Goal of the exercise:
Report every line below that holds the word "stone".

(Natural language region descriptions)
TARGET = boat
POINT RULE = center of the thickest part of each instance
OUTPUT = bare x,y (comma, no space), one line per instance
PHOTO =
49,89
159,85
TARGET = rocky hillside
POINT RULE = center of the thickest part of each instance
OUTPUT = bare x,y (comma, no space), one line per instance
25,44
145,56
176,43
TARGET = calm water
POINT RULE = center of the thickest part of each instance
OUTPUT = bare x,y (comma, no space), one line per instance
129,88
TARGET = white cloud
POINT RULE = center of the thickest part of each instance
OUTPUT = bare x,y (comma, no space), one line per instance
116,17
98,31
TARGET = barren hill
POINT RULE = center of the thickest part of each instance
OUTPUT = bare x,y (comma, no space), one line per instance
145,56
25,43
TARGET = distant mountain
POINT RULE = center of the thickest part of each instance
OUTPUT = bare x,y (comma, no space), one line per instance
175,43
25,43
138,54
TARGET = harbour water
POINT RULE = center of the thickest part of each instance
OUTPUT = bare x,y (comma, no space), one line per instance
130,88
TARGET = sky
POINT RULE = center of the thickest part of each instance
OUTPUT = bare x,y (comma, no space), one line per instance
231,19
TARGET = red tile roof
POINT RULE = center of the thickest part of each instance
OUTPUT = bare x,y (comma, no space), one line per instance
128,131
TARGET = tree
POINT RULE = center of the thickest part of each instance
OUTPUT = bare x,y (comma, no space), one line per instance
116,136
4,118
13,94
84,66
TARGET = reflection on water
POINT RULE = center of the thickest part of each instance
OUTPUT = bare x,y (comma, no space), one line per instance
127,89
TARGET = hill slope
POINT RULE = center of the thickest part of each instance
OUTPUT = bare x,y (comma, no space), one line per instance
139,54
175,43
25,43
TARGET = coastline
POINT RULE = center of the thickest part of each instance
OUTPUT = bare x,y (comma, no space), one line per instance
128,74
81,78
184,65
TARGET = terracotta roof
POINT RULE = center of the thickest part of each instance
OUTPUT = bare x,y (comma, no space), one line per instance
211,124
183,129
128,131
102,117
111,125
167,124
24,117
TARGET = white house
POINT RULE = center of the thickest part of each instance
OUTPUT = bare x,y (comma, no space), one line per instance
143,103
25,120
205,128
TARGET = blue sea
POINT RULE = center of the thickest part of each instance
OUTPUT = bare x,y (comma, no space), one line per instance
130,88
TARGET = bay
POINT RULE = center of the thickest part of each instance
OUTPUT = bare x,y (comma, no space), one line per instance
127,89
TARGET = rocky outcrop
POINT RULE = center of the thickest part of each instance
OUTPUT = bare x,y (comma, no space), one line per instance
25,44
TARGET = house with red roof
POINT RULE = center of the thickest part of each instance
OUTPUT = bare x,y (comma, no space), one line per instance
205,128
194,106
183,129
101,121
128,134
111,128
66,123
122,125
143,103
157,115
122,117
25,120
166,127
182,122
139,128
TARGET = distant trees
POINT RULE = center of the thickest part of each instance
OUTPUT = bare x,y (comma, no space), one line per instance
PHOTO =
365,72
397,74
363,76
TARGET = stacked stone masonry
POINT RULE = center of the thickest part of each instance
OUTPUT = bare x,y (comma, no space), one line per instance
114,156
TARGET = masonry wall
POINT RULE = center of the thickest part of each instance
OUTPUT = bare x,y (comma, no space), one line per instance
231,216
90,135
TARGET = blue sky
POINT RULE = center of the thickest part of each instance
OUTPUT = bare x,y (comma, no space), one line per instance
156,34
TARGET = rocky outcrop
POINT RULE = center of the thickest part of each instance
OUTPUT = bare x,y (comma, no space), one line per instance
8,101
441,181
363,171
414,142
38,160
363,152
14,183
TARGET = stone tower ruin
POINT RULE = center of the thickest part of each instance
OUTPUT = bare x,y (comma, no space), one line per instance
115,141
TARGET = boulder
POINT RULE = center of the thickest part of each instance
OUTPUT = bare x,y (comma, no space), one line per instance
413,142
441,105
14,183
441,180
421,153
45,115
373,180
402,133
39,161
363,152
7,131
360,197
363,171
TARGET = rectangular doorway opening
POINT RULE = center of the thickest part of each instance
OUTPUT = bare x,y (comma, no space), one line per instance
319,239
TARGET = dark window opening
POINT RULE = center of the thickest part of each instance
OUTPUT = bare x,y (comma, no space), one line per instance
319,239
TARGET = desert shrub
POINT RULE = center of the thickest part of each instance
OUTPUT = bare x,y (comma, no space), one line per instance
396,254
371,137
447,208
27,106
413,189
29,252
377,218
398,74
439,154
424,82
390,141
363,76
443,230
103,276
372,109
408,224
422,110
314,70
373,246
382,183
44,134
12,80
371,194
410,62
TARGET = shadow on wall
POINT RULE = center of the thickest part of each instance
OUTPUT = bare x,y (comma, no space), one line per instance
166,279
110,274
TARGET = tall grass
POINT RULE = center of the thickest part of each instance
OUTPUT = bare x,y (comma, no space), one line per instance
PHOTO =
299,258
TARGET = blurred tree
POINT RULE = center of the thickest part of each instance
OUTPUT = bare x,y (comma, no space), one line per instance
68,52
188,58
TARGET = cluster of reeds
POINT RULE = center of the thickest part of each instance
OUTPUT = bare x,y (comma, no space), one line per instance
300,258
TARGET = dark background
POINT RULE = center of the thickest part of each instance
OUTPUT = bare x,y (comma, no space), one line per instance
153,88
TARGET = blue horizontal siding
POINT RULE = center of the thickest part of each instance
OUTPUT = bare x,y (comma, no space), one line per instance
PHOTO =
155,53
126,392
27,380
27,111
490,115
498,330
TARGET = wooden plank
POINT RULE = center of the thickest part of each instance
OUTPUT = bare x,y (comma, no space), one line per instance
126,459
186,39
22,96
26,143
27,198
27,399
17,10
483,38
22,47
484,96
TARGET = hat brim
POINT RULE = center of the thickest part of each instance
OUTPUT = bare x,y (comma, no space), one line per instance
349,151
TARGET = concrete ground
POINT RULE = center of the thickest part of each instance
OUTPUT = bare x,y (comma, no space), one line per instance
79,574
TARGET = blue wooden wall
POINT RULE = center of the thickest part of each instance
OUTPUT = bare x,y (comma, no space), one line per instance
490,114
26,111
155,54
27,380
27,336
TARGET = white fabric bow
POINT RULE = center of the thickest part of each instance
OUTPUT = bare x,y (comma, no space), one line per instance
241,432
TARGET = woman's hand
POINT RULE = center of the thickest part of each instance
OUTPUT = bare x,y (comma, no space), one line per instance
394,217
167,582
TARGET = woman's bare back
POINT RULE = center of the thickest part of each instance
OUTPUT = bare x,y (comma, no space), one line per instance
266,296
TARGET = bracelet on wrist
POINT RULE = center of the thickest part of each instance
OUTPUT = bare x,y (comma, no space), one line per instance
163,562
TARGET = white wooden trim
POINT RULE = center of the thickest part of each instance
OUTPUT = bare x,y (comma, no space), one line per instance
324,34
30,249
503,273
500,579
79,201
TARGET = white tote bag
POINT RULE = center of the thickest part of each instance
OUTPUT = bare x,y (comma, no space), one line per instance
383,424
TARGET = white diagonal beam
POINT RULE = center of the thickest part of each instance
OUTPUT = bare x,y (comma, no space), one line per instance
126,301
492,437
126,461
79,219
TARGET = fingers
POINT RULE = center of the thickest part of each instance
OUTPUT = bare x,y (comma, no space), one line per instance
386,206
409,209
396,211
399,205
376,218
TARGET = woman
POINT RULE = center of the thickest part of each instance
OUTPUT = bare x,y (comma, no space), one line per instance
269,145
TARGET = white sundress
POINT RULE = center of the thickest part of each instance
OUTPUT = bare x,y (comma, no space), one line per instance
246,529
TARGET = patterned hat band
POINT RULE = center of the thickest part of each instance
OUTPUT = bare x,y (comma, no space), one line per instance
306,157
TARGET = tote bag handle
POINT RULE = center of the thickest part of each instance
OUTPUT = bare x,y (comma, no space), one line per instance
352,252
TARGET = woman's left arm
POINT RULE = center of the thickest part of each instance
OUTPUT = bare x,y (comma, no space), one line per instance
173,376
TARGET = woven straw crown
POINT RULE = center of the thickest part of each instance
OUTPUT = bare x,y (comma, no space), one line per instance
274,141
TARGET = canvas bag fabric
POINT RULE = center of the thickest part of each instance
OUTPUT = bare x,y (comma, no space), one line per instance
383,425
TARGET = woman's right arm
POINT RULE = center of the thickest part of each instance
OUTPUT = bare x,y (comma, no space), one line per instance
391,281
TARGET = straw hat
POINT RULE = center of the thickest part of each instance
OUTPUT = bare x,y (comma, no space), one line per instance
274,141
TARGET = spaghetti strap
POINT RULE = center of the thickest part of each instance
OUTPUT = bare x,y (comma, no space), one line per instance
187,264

---

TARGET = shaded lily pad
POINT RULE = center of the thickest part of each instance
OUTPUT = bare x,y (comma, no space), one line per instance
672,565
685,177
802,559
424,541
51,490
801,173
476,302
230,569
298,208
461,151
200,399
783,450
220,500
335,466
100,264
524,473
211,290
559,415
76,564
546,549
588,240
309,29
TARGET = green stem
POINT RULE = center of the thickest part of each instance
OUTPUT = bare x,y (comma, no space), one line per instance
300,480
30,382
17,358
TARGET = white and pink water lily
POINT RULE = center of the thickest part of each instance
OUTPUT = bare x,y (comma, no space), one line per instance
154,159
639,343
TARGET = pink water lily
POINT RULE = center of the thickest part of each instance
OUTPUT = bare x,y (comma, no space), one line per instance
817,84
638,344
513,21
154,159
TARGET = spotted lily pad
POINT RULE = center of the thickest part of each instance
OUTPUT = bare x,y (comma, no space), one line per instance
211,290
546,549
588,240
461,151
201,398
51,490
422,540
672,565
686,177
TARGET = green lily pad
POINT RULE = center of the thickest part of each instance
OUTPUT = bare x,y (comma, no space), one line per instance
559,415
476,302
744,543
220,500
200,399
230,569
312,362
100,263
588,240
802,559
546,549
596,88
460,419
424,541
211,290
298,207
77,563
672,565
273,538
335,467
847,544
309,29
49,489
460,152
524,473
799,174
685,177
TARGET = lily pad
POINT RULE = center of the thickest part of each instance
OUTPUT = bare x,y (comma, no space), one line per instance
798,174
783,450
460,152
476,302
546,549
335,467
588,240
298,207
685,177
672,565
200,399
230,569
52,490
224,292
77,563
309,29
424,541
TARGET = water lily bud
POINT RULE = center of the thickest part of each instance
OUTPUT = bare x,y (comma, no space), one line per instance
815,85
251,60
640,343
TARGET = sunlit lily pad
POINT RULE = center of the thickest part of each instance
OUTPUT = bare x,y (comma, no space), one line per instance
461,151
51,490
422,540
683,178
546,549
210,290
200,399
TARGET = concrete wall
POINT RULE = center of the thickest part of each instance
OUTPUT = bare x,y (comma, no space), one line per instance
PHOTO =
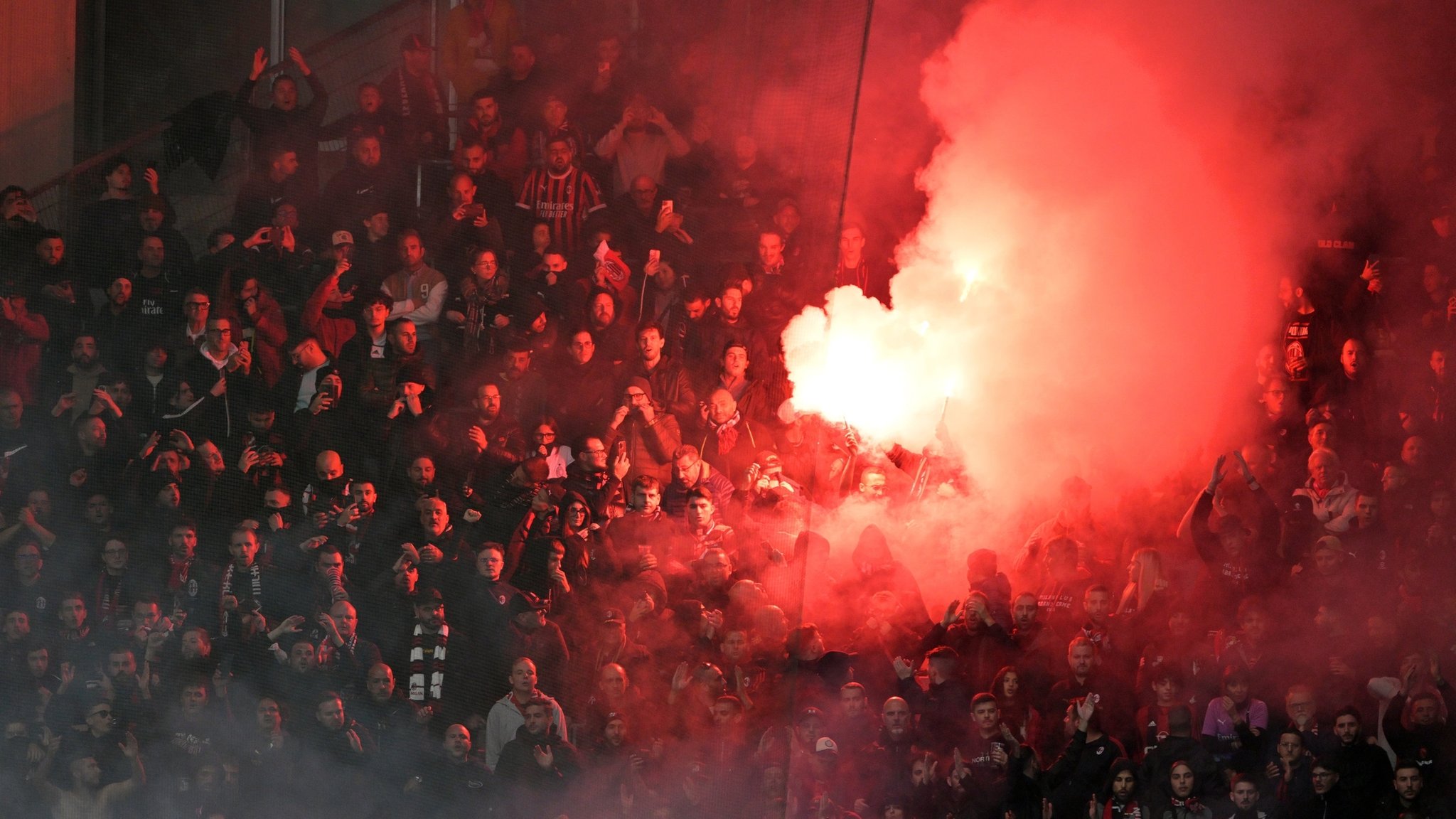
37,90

Output for this exercise:
TARGET = stacked stone masonry
TARGET = stone tower ruin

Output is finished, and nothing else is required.